Amazon’s 10-year-old study showed that every 100ms of latency cost them 1 percent in sales. Fast forward and Akamai’s study showed the same 100ms delay was now hurting conversion rates by as much as 7 percent. Over the last decade, consumers have become more and more sensitive to wait times.

While much of today’s marketing technologies leverage modern advances in cloud computing, many of the technologies powering digital properties (for example, web and mobile sites) still use the prior generation of server-based technologies.

In this post, I will detail how to modernize your digital technology stack to optimize customer experiences for speed, and ultimately improve performance for your brand.

Crownpeak is an AWS Partner Network (APN) Advanced Technology Partner with the AWS Digital Customer Experience Competency. We deliver elastically scalable and performance-centric digital experiences across our customer base, deployed from the Digital Experience Management (DXM) CMS platform.

_WHAT IS ASKED:_
- 1) List every abbreviation written in capital letters in the text on website speed.
- 2) Extend the text on website speed and modernizing the digital technology stack, picking up after its last sentence.
The data after this text isn't needed.

_SOURCE DATA:_
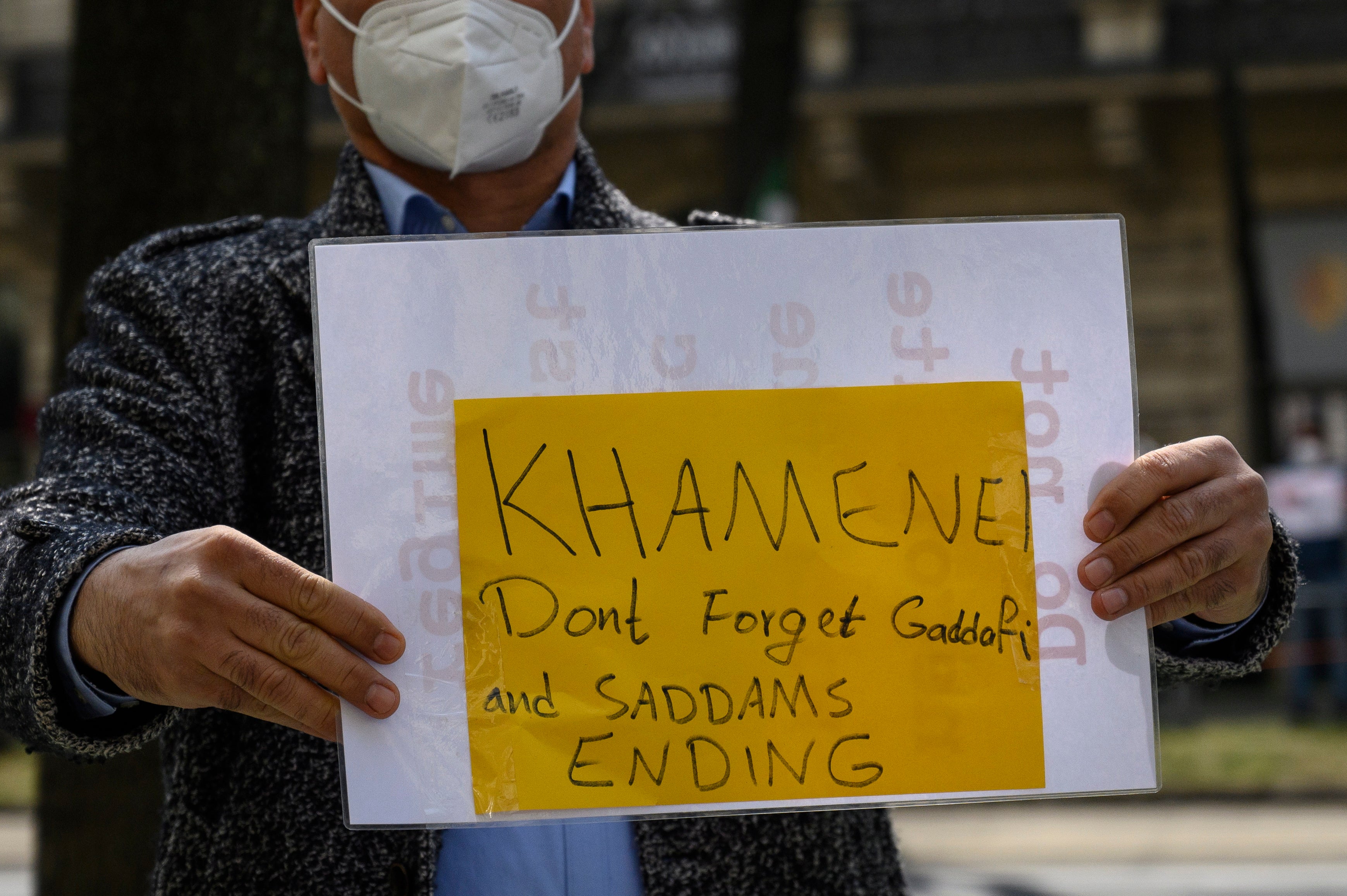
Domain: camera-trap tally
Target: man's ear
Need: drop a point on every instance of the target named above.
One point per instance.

_ANSWERS BY TASK:_
- 1) AWS, APN, DXM, CMS

- 2)
Why Decoupled CMS for Today’s Customer?

The cornerstone of today’s digital experiences is content. These experiences are often managed by a content management solution (CMS) that publishes to a delivery environment where it’s then served to a consumer.

Over the last 15 years, many traditional CMS platforms used a “just-in-time” content generation model to build content upon requests. This traditional approach is based on a server-centric model and made perfect sense once upon a time, as many home computers weren’t as powerful as they are now. Pushing the workload to large servers in data centers was ideal.

Today’s marketing technologies execute in client-side browsers, while audiences are increasingly larger and global. The just-in-time approach creates bottlenecks at the origin servers, which can then struggle to scale elastically.

Moreover, this approach creates a time penalty. While the roundtrip is made, the experience is assembled on the fly and then delivered to the consumer. In a world where every millisecond matters, the time this approach takes is no longer desirable.

In contrast, the modern-day browser exists in devices that are a celebration of ever-increasing power, coupled with elastically scalable services from cloud providers like Amazon Web Services (AWS).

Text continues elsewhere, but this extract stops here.